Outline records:
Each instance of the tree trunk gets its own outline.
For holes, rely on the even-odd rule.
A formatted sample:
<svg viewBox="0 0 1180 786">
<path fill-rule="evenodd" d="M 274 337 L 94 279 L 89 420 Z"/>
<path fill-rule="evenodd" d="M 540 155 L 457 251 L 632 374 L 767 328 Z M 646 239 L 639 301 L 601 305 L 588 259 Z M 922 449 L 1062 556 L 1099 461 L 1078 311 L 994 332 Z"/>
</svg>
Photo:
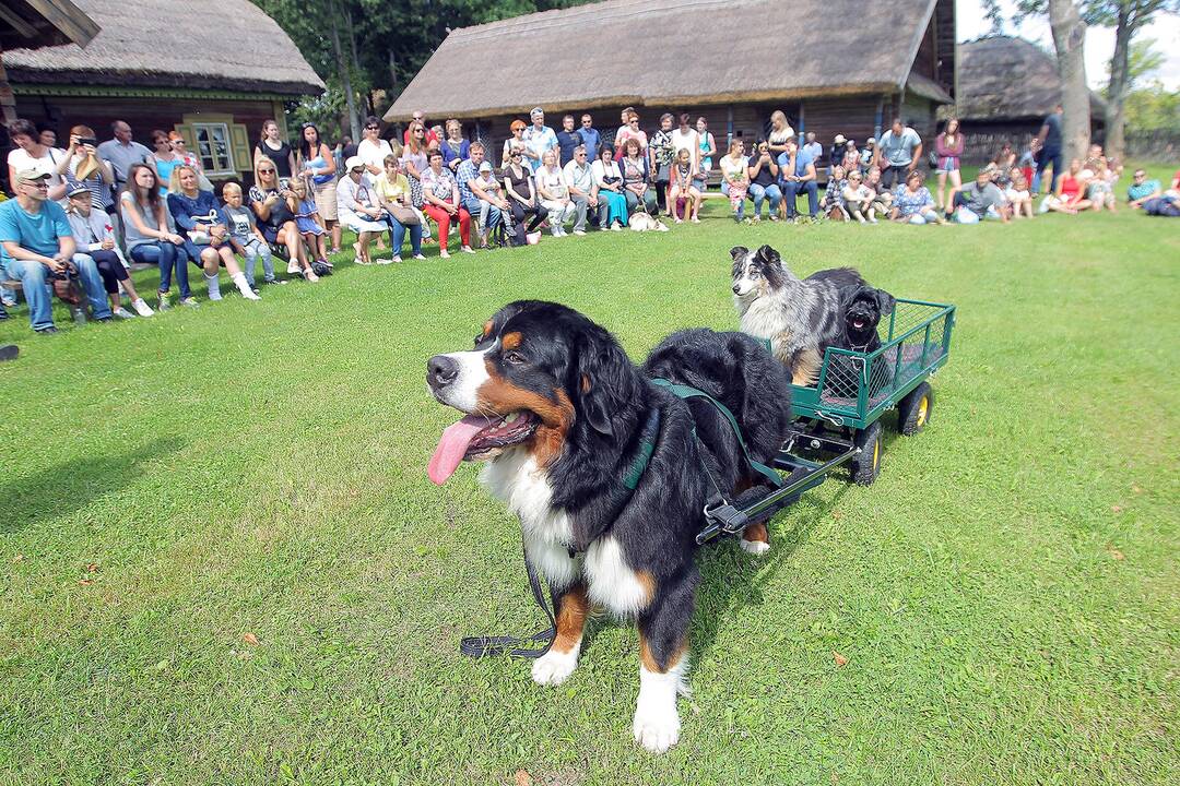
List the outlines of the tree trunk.
<svg viewBox="0 0 1180 786">
<path fill-rule="evenodd" d="M 1049 26 L 1057 49 L 1061 104 L 1066 110 L 1064 158 L 1082 158 L 1090 146 L 1090 91 L 1086 85 L 1086 22 L 1073 0 L 1049 0 Z"/>
<path fill-rule="evenodd" d="M 1114 28 L 1114 55 L 1110 58 L 1110 84 L 1107 86 L 1106 153 L 1122 160 L 1126 147 L 1126 103 L 1130 88 L 1130 38 L 1135 34 L 1130 4 L 1119 5 L 1119 22 Z"/>
<path fill-rule="evenodd" d="M 353 94 L 353 78 L 348 62 L 345 60 L 345 51 L 340 46 L 340 28 L 336 24 L 339 6 L 335 2 L 328 5 L 328 20 L 332 24 L 332 54 L 336 59 L 336 71 L 340 73 L 340 85 L 345 91 L 345 100 L 348 103 L 348 127 L 352 131 L 353 141 L 360 141 L 361 120 L 356 114 L 356 95 Z"/>
</svg>

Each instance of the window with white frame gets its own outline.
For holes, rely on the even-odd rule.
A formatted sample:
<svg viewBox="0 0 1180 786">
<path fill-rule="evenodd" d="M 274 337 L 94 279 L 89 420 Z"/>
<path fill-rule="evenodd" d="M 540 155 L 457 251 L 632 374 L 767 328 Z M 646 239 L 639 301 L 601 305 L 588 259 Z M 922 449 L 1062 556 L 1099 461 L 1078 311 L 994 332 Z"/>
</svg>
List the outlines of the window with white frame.
<svg viewBox="0 0 1180 786">
<path fill-rule="evenodd" d="M 234 153 L 229 145 L 229 126 L 224 123 L 194 123 L 197 156 L 208 177 L 235 174 Z"/>
</svg>

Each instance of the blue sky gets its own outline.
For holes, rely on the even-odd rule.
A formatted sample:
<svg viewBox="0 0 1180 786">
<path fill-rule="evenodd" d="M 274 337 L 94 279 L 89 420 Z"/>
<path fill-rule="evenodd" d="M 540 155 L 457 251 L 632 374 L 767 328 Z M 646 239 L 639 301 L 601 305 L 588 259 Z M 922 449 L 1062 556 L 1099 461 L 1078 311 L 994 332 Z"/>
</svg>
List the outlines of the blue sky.
<svg viewBox="0 0 1180 786">
<path fill-rule="evenodd" d="M 990 31 L 991 26 L 983 15 L 982 0 L 956 0 L 956 2 L 958 5 L 955 8 L 955 16 L 961 41 L 978 38 Z M 1011 0 L 1001 0 L 1001 5 L 1010 12 L 1016 4 Z M 1048 18 L 1025 21 L 1020 28 L 1009 22 L 1004 32 L 1044 44 L 1050 52 L 1053 51 L 1053 34 L 1049 32 Z M 1171 42 L 1180 41 L 1180 15 L 1158 14 L 1155 21 L 1140 35 L 1155 39 L 1155 49 L 1162 52 L 1166 58 L 1163 65 L 1152 77 L 1163 81 L 1169 90 L 1180 90 L 1180 49 L 1176 49 L 1174 44 L 1168 46 Z M 1086 33 L 1086 79 L 1092 87 L 1099 88 L 1106 85 L 1107 66 L 1113 53 L 1114 28 L 1090 27 Z"/>
</svg>

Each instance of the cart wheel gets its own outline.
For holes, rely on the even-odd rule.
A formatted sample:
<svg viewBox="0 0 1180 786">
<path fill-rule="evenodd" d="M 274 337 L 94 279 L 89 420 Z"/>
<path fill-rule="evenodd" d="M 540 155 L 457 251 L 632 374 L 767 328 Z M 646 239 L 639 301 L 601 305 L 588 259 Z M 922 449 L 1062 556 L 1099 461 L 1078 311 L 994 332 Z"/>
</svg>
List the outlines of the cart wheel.
<svg viewBox="0 0 1180 786">
<path fill-rule="evenodd" d="M 864 431 L 857 431 L 853 443 L 860 453 L 848 462 L 852 480 L 860 486 L 872 486 L 881 471 L 881 424 L 873 423 Z"/>
<path fill-rule="evenodd" d="M 929 383 L 923 382 L 897 403 L 897 430 L 912 437 L 930 422 L 933 408 L 935 391 L 930 389 Z"/>
</svg>

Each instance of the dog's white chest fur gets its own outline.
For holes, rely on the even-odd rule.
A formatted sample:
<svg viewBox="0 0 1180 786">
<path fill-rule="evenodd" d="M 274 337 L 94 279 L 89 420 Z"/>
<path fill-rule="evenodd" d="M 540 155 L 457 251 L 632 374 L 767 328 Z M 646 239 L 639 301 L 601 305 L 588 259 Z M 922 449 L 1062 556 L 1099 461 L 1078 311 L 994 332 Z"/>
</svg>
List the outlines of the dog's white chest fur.
<svg viewBox="0 0 1180 786">
<path fill-rule="evenodd" d="M 570 556 L 573 524 L 569 514 L 552 507 L 553 491 L 527 451 L 505 451 L 487 463 L 480 481 L 520 517 L 529 559 L 555 587 L 584 577 L 590 599 L 621 615 L 635 614 L 650 601 L 614 537 L 599 537 L 584 556 Z"/>
</svg>

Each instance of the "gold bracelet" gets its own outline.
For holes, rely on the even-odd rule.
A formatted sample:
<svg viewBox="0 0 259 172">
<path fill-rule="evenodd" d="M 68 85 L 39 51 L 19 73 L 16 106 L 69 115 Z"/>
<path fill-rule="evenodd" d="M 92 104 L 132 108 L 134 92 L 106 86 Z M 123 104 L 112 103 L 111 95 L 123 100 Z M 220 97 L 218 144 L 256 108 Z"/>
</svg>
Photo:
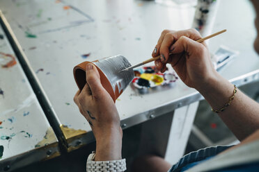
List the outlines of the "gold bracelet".
<svg viewBox="0 0 259 172">
<path fill-rule="evenodd" d="M 229 98 L 229 101 L 227 102 L 226 103 L 225 103 L 224 106 L 223 108 L 221 108 L 220 110 L 214 110 L 212 108 L 212 111 L 214 112 L 216 112 L 216 113 L 219 113 L 221 112 L 223 112 L 224 111 L 226 108 L 228 108 L 228 106 L 229 106 L 231 103 L 231 101 L 234 99 L 234 97 L 235 97 L 235 94 L 237 92 L 237 87 L 235 87 L 235 85 L 234 85 L 234 91 L 233 91 L 233 94 L 232 94 L 232 96 L 230 96 L 230 98 Z"/>
</svg>

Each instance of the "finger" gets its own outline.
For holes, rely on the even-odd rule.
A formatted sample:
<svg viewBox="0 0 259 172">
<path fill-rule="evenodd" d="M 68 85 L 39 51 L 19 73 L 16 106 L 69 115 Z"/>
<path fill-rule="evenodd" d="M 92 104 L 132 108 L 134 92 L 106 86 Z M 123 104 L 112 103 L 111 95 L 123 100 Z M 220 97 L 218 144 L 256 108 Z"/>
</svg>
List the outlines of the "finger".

What the task asks
Output every line of the records above as a JSON list of strings, one string per line, with blank lines and the pictures omitted.

Solution to this task
[
  "Each instance of the tree trunk gets its own outline.",
  "For holes, rely on the even-odd rule.",
  "A formatted sample:",
  "<svg viewBox=\"0 0 1180 786\">",
  "<path fill-rule=\"evenodd\" d=\"M 274 337 L 94 279 L 89 420 Z\"/>",
  "<path fill-rule=\"evenodd\" d=\"M 540 155 L 457 251 L 632 374 L 767 328 Z M 646 239 L 639 301 L 601 305 L 588 259 Z M 922 449 L 1062 556 L 1099 461 L 1078 311 L 994 332 Z\"/>",
  "</svg>",
  "Photo:",
  "List the outlines of the tree trunk.",
  "<svg viewBox=\"0 0 1180 786\">",
  "<path fill-rule=\"evenodd\" d=\"M 1049 26 L 1057 49 L 1061 104 L 1066 110 L 1064 158 L 1082 158 L 1090 146 L 1090 91 L 1086 85 L 1086 22 L 1073 0 L 1049 0 Z\"/>",
  "<path fill-rule=\"evenodd\" d=\"M 1114 28 L 1114 55 L 1110 58 L 1110 84 L 1107 86 L 1106 153 L 1122 160 L 1126 147 L 1126 103 L 1130 88 L 1130 38 L 1135 34 L 1130 4 L 1119 5 L 1119 22 Z\"/>",
  "<path fill-rule=\"evenodd\" d=\"M 353 94 L 353 78 L 348 62 L 345 60 L 345 51 L 340 46 L 340 28 L 336 24 L 339 6 L 335 2 L 328 5 L 328 20 L 332 24 L 332 54 L 336 59 L 336 71 L 340 73 L 340 85 L 345 91 L 345 100 L 348 103 L 348 127 L 352 131 L 353 141 L 360 141 L 361 120 L 356 114 L 356 95 Z\"/>",
  "</svg>",
  "Each instance of the window with white frame gets its own outline.",
  "For holes, rely on the even-odd rule.",
  "A formatted sample:",
  "<svg viewBox=\"0 0 1180 786\">",
  "<path fill-rule=\"evenodd\" d=\"M 274 337 L 94 279 L 89 420 Z\"/>",
  "<path fill-rule=\"evenodd\" d=\"M 540 155 L 457 251 L 632 374 L 767 328 Z M 646 239 L 639 301 L 601 305 L 588 259 Z M 922 449 L 1062 556 L 1099 461 L 1078 311 L 994 332 Z\"/>",
  "</svg>",
  "List the outlines of the window with white frame.",
  "<svg viewBox=\"0 0 1180 786\">",
  "<path fill-rule=\"evenodd\" d=\"M 234 153 L 229 145 L 229 126 L 224 123 L 194 123 L 197 156 L 208 177 L 235 174 Z\"/>",
  "</svg>",
  "Each instance of the blue sky gets its own outline.",
  "For holes, rely on the even-odd rule.",
  "A formatted sample:",
  "<svg viewBox=\"0 0 1180 786\">",
  "<path fill-rule=\"evenodd\" d=\"M 274 337 L 94 279 L 89 420 Z\"/>",
  "<path fill-rule=\"evenodd\" d=\"M 540 155 L 457 251 L 632 374 L 767 328 Z M 646 239 L 639 301 L 601 305 L 588 259 Z M 922 449 L 1062 556 L 1099 461 L 1078 311 L 994 332 Z\"/>",
  "</svg>",
  "List the outlines of the blue sky.",
  "<svg viewBox=\"0 0 1180 786\">",
  "<path fill-rule=\"evenodd\" d=\"M 990 31 L 991 26 L 983 15 L 982 0 L 956 0 L 956 2 L 958 5 L 955 8 L 955 16 L 961 41 L 978 38 Z M 1011 0 L 1001 0 L 1001 5 L 1010 12 L 1016 4 Z M 1048 18 L 1025 21 L 1020 28 L 1009 22 L 1004 32 L 1044 44 L 1050 52 L 1053 51 L 1053 34 L 1049 32 Z M 1171 42 L 1180 41 L 1180 15 L 1158 14 L 1155 21 L 1140 35 L 1155 39 L 1155 49 L 1162 52 L 1166 58 L 1163 65 L 1152 77 L 1163 81 L 1169 90 L 1180 90 L 1180 49 L 1176 49 L 1174 44 L 1168 46 Z M 1086 33 L 1086 79 L 1092 87 L 1099 88 L 1106 85 L 1107 66 L 1113 53 L 1114 28 L 1090 27 Z\"/>",
  "</svg>",
  "Each instance of the cart wheel gets its own outline.",
  "For holes, rely on the even-odd rule.",
  "A formatted sample:",
  "<svg viewBox=\"0 0 1180 786\">",
  "<path fill-rule=\"evenodd\" d=\"M 274 337 L 94 279 L 89 420 Z\"/>",
  "<path fill-rule=\"evenodd\" d=\"M 540 155 L 457 251 L 632 374 L 767 328 Z M 646 239 L 639 301 L 601 305 L 588 259 Z M 922 449 L 1062 556 L 1099 461 L 1078 311 L 994 332 Z\"/>",
  "</svg>",
  "List the outlines of the cart wheel.",
  "<svg viewBox=\"0 0 1180 786\">",
  "<path fill-rule=\"evenodd\" d=\"M 864 431 L 857 431 L 853 443 L 860 453 L 848 462 L 852 480 L 860 486 L 872 486 L 881 471 L 881 424 L 873 423 Z\"/>",
  "<path fill-rule=\"evenodd\" d=\"M 929 383 L 923 382 L 897 403 L 897 430 L 912 437 L 930 422 L 933 408 L 935 391 L 930 389 Z\"/>",
  "</svg>",
  "Each instance of the dog's white chest fur gets its own outline.",
  "For holes, rely on the even-odd rule.",
  "A formatted sample:",
  "<svg viewBox=\"0 0 1180 786\">",
  "<path fill-rule=\"evenodd\" d=\"M 274 337 L 94 279 L 89 420 Z\"/>",
  "<path fill-rule=\"evenodd\" d=\"M 540 155 L 457 251 L 632 374 L 767 328 Z M 646 239 L 639 301 L 601 305 L 588 259 Z M 922 449 L 1062 556 L 1099 461 L 1078 311 L 994 332 Z\"/>",
  "</svg>",
  "List the outlines of the dog's white chest fur.",
  "<svg viewBox=\"0 0 1180 786\">",
  "<path fill-rule=\"evenodd\" d=\"M 570 556 L 573 524 L 569 514 L 552 507 L 553 491 L 527 451 L 505 451 L 487 463 L 480 481 L 520 517 L 529 559 L 555 587 L 584 577 L 590 599 L 621 615 L 635 614 L 650 601 L 614 537 L 599 537 L 584 556 Z\"/>",
  "</svg>",
  "Each instance of the \"gold bracelet\" gets its own outline.",
  "For holes, rely on the even-odd rule.",
  "A formatted sample:",
  "<svg viewBox=\"0 0 259 172\">",
  "<path fill-rule=\"evenodd\" d=\"M 68 85 L 39 51 L 19 73 L 16 106 L 69 115 Z\"/>",
  "<path fill-rule=\"evenodd\" d=\"M 92 104 L 132 108 L 134 92 L 106 86 Z M 123 104 L 112 103 L 111 95 L 123 100 Z M 220 97 L 218 144 L 256 108 Z\"/>",
  "</svg>",
  "Photo:",
  "List the outlines of the \"gold bracelet\".",
  "<svg viewBox=\"0 0 259 172\">",
  "<path fill-rule=\"evenodd\" d=\"M 229 98 L 229 101 L 227 102 L 226 103 L 225 103 L 224 106 L 223 108 L 221 108 L 220 110 L 214 110 L 212 108 L 212 111 L 214 112 L 216 112 L 216 113 L 219 113 L 221 112 L 223 112 L 224 111 L 226 108 L 228 108 L 228 106 L 229 106 L 231 103 L 231 101 L 234 99 L 234 97 L 235 97 L 235 94 L 237 92 L 237 87 L 235 87 L 235 85 L 234 85 L 234 91 L 233 91 L 233 94 L 232 94 L 232 96 L 230 96 L 230 98 Z\"/>",
  "</svg>",
  "Each instance of the \"finger\" gets its own outline.",
  "For holes, rely on the even-odd rule.",
  "A formatted sample:",
  "<svg viewBox=\"0 0 259 172\">",
  "<path fill-rule=\"evenodd\" d=\"M 68 85 L 39 51 L 19 73 L 16 106 L 69 115 Z\"/>",
  "<path fill-rule=\"evenodd\" d=\"M 92 104 L 132 108 L 134 92 L 106 86 Z M 123 104 L 112 103 L 111 95 L 123 100 Z M 220 97 L 218 144 L 256 108 Z\"/>",
  "</svg>",
  "List the outlines of the \"finger\"."
]